## Work order
Pull every line of the entries that has the word "truck".

(Supplied material Opens)

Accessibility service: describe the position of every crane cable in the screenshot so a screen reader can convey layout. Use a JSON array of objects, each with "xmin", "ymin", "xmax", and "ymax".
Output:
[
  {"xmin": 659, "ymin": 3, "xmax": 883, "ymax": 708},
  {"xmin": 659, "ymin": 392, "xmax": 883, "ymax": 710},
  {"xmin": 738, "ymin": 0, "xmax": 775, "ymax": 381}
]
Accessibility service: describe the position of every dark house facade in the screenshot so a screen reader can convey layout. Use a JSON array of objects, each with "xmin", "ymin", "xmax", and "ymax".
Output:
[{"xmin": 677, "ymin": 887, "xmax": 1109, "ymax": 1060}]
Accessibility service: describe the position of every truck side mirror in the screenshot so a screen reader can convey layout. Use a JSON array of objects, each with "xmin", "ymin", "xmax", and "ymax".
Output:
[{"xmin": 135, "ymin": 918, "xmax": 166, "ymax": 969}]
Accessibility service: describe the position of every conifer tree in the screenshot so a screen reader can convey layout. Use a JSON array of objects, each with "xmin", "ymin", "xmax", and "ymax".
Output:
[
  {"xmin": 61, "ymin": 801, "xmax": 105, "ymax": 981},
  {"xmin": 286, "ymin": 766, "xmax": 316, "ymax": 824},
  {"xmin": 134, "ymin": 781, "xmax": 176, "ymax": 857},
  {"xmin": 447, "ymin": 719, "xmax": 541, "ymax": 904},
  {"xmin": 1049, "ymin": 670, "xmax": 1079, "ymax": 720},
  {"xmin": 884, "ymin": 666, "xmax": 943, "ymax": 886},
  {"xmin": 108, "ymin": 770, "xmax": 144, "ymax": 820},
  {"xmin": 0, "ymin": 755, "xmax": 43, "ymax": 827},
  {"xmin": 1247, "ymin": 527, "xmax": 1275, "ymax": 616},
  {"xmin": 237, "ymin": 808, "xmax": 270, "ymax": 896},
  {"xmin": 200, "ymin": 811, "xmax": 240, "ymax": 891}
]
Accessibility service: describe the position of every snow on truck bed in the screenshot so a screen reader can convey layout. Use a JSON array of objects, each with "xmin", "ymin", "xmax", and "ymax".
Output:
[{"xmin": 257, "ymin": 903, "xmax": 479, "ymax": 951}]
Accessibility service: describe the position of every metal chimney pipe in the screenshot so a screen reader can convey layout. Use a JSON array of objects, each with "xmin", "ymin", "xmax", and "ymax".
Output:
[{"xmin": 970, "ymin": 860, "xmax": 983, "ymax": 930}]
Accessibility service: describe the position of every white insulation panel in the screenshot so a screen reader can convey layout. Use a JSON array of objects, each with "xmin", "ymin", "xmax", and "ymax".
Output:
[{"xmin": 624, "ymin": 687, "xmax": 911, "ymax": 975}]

(Supplied material Closes)

## Result of the task
Accessibility service: describe the position of every truck side mirror in the screenshot so a screen reader can convey layout. Use a JSON array of objects, each with "xmin", "ymin", "xmax", and "ymax".
Accessibility service: describe the position of every snow on truck bed in the screenshot so a screen reader can convey layout. Use a JSON array of objects, each with "xmin", "ymin", "xmax", and "ymax".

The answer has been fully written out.